Start of Material for this task

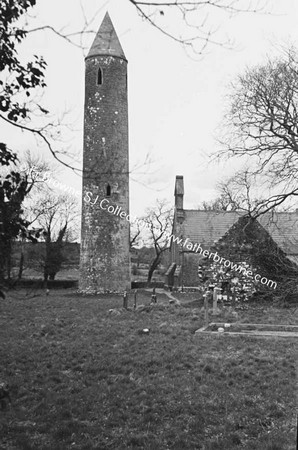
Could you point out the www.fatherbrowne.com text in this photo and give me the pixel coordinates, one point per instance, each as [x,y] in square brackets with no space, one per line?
[183,243]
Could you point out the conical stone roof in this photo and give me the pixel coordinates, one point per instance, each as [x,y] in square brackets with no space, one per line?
[106,42]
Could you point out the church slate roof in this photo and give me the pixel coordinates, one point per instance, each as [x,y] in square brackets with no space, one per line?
[106,42]
[206,227]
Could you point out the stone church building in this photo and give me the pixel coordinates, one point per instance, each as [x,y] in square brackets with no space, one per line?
[208,228]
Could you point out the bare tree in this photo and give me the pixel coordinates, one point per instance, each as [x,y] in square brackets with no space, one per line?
[159,220]
[263,126]
[194,23]
[57,216]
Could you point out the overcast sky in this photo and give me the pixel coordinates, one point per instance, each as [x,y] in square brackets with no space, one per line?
[176,102]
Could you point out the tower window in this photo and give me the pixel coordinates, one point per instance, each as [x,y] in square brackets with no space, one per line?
[108,191]
[99,76]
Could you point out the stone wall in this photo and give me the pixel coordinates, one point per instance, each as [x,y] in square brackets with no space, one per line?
[105,258]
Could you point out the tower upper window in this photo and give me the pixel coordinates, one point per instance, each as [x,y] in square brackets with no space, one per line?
[99,76]
[108,191]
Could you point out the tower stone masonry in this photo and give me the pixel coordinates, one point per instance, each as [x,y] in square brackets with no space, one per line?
[104,255]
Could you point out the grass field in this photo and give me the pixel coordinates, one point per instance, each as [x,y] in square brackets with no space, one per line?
[82,377]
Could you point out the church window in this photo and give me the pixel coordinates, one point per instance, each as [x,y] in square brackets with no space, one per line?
[108,191]
[99,76]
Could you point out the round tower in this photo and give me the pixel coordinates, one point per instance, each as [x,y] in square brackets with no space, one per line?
[104,256]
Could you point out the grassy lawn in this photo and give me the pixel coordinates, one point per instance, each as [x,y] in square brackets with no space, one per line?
[82,377]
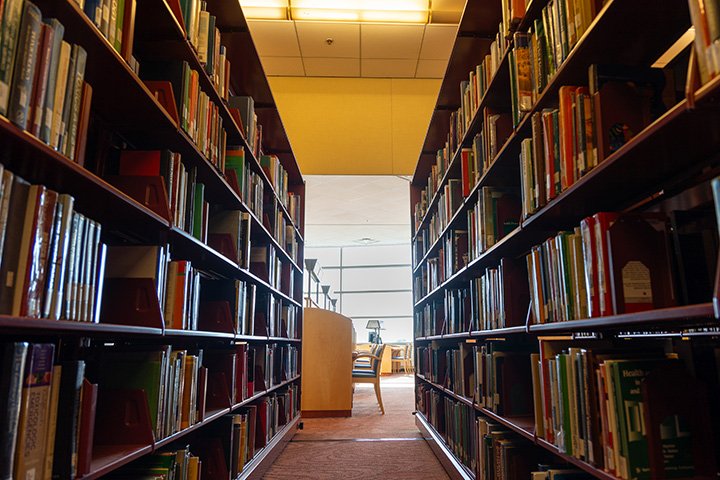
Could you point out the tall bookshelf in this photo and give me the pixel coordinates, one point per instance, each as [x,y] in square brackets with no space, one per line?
[478,296]
[131,317]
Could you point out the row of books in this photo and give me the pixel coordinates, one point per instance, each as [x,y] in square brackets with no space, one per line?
[473,89]
[204,36]
[437,172]
[538,54]
[48,414]
[246,183]
[244,113]
[601,404]
[491,375]
[53,261]
[42,87]
[495,215]
[194,111]
[451,419]
[611,264]
[167,465]
[191,299]
[116,21]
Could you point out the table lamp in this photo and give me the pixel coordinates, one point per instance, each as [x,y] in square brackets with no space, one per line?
[374,337]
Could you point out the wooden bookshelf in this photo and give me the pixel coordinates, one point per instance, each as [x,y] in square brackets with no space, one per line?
[123,104]
[664,167]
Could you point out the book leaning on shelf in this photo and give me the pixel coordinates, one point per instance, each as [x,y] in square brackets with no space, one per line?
[611,264]
[53,261]
[42,86]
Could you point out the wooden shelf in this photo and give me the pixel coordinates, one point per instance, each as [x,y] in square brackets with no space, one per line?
[36,162]
[47,327]
[659,317]
[264,458]
[107,458]
[453,466]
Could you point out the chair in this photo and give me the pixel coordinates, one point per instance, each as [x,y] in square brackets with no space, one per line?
[371,375]
[365,362]
[402,357]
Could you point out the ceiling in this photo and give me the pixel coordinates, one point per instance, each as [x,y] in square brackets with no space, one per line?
[342,210]
[370,50]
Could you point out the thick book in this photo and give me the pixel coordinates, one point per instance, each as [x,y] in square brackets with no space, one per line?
[26,60]
[65,459]
[11,19]
[11,389]
[30,453]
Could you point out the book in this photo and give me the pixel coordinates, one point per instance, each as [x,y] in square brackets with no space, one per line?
[14,357]
[35,405]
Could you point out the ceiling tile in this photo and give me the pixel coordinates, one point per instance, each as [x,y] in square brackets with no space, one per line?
[283,66]
[313,39]
[447,11]
[438,42]
[332,67]
[391,41]
[431,68]
[276,38]
[386,68]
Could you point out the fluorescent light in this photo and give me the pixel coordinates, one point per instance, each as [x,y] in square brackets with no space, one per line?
[378,11]
[265,9]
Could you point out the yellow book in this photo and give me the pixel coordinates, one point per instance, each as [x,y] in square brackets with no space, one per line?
[52,422]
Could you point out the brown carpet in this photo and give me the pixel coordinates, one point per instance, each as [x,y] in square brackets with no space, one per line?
[367,445]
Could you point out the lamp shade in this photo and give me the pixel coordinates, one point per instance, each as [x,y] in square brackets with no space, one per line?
[373,324]
[310,264]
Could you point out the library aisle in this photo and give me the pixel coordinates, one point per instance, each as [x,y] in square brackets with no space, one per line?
[367,445]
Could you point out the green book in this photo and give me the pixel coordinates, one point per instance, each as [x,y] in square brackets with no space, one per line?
[138,370]
[627,376]
[564,402]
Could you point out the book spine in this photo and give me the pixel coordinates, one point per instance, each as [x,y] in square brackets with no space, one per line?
[22,83]
[10,29]
[10,400]
[49,104]
[76,85]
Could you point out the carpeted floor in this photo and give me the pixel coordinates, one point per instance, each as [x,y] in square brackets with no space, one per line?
[367,445]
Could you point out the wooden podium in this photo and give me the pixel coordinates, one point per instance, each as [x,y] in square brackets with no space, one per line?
[327,364]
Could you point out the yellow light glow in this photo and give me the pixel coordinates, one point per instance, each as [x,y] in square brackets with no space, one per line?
[265,13]
[379,11]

End of Material for this task

What you should do ▸ Everything in the entries above should be printed again exactly, apart from the pictures.

Response to this exercise ▸
Could you point out the www.fatherbrowne.com text in this photo and give me the pixel coordinates, one point per instance, each as [x,y] in square brackets with no space, one per line?
[183,243]
Could you point out the conical stone roof in this photo and give me the pixel coordinates, one point per instance, each as [x,y] in square brackets with no space, one per line?
[106,42]
Could you point out the church slate roof in this photo and give me the pixel coordinates, one point per instance, each as [x,y] in square brackets with no space, one per line?
[106,42]
[206,227]
Could you point out the stone church building in this photo and give me the pixel coordinates, one point per instance, each as [x,y] in square brackets with no space, one per line?
[208,228]
Could you point out the bare tree in this photo and give me the pixel coordinates, one point per instance, each as [x,y] in square brackets with no space, one per line?
[159,220]
[263,126]
[194,23]
[57,216]
Could you point out the overcast sky in this photo and give me the pixel coordinates, one point per instance, each as [x,y] in square brackets with no space, one per line?
[176,102]
Could you point out the tower window in this photo and give me the pixel coordinates, one point per instance, each as [x,y] in square brackets with no space, one per line?
[108,191]
[99,76]
Could you point out the stone wall in this photo and give me the pixel coordinates, one point per instance, each as [x,y] in square brackets with no space, one per line?
[105,258]
Could you point out the tower upper window in this photo and give me the pixel coordinates, one point per instance, each as [x,y] in square brackets with no space, one per line?
[99,76]
[108,191]
Could you point out the tower stone masonry in this photo and give me the pixel coordinates, one point per instance, each as [x,y] in square brackets with no space, one per line?
[104,255]
Could you point out the grass field in this photo and give me the pixel coordinates, one point per instance, each as [x,y] in square brackets with no space, one per line?
[82,377]
Could you point out the church window in this photo and give me the pixel coordinates, one point per instance, each as [x,y] in square brackets with no space, one per line?
[108,191]
[99,76]
Could you point out the round tower in this photo and give me the pixel coordinates, one point per instance, each as [x,y] in square brackets with no space, one per line?
[104,256]
Could you point out the grassy lawn in this photo and give me the pixel coordinates, one point per instance, each as [x,y] in square brackets with no space, one per line?
[82,377]
Could you point out the tall bookshelf in this photo and give me the pixel coordinates, one point per instance, each as [x,y] in square brackets with no space, one per line?
[478,296]
[131,317]
Could you point out the row of books in this photo and give me the pixel coordinates, one point per instance, each as [x,y] in square brackets with no space, one per line?
[473,89]
[204,36]
[437,172]
[538,54]
[48,414]
[246,183]
[244,113]
[601,404]
[491,375]
[53,261]
[42,87]
[495,215]
[194,111]
[451,419]
[611,264]
[167,465]
[191,299]
[116,21]
Could you point out the table lamp in this photo and give me the pixel coordinates, one point per instance, each as [x,y] in square brackets with no space, one per line?
[374,337]
Could you point out the wooden bookshelf in this photo and give me the pixel coordinates, one point per instance, each as [x,y] in square brackets with no space, one per line?
[123,104]
[664,167]
Could you point out the book leaning on shelf in this photo and give me the pixel coordinates, one point per instance, each as [x,y] in square brackets with no space, one per line?
[611,264]
[53,261]
[42,86]
Could you point out the wooden shelf in this photo and give me the pixel coordinates, one point per instance, each as [x,y] in square brackets with no space, one per line?
[36,162]
[47,327]
[659,317]
[264,458]
[107,458]
[453,466]
Could you point out the chair in this photo and give me the pixel coordinates, one point per instance, each as [x,y] in square brackets with no space, one per line?
[371,375]
[365,362]
[402,357]
Could you point out the ceiling in this photo and give me the pixel coordinates, one point per instance, each as [x,y] in square brackets with no space, one per line?
[342,210]
[370,50]
Could you point out the thick book in this photo and give me the pixel coordinates, one point per instance, each as [x,y] in square brackets with no space, one per line?
[26,60]
[65,459]
[11,19]
[11,389]
[30,453]
Could you point out the book in this photo and give me the pixel coordinates, one point per instance, each as [x,y] in square brackets with no space, one per line?
[14,357]
[35,405]
Could you point out the ceiling tile in this photo and give me the pixel coordinates, one point per instance, each as [x,y] in square brackets with no space, one per line?
[283,66]
[313,39]
[447,11]
[438,42]
[332,67]
[391,41]
[431,68]
[276,38]
[386,68]
Could you point out the fluorescent light in this photo and give me the pixel coordinates, one point per instance, each as [x,y] in square brackets with no space, one per line?
[378,11]
[265,9]
Could you point out the yellow book in this photo and give me the pixel coordinates, one point per instance, each as [x,y] in square brackets with no space, one per line?
[52,422]
Could you point out the brown carpet in this photo and give me the pixel coordinates, one point per instance, each as [x,y] in square brackets with no space, one per line?
[367,445]
Could you point out the lamp shade in this photo and give me the pixel coordinates, one point per instance, each as [x,y] in square brackets with no space, one per line?
[373,324]
[310,264]
Could you point out the library aisle in this photo and give me the pixel coordinates, one point per instance, each as [x,y] in square brackets with no space, one per line?
[367,445]
Could you point out the green book in this photo and give me the pixel coordinates, one point per instance, each as [x,y] in square brackets with no space, one per line?
[138,370]
[627,376]
[564,402]
Could you point out the book spine in this photo and give me the pixel coordinates, one point per instance, each as [x,y] in square brackets with no space, one per line?
[22,83]
[10,29]
[10,400]
[49,104]
[76,85]
Could you point out the carpeted floor in this photo and give me the pixel coordinates, one point per instance, each as [x,y] in square brackets with no space, one per line?
[367,445]
Could you point out the wooden podium in this photo and give me the pixel coordinates, one point per instance, each as [x,y] in square brackets with no space, one per line?
[327,364]
Could you point out the yellow light glow in this photo and give me the pixel coordinates, one point per instance, each as [x,y] in square brackets with no space, one per line?
[265,13]
[379,11]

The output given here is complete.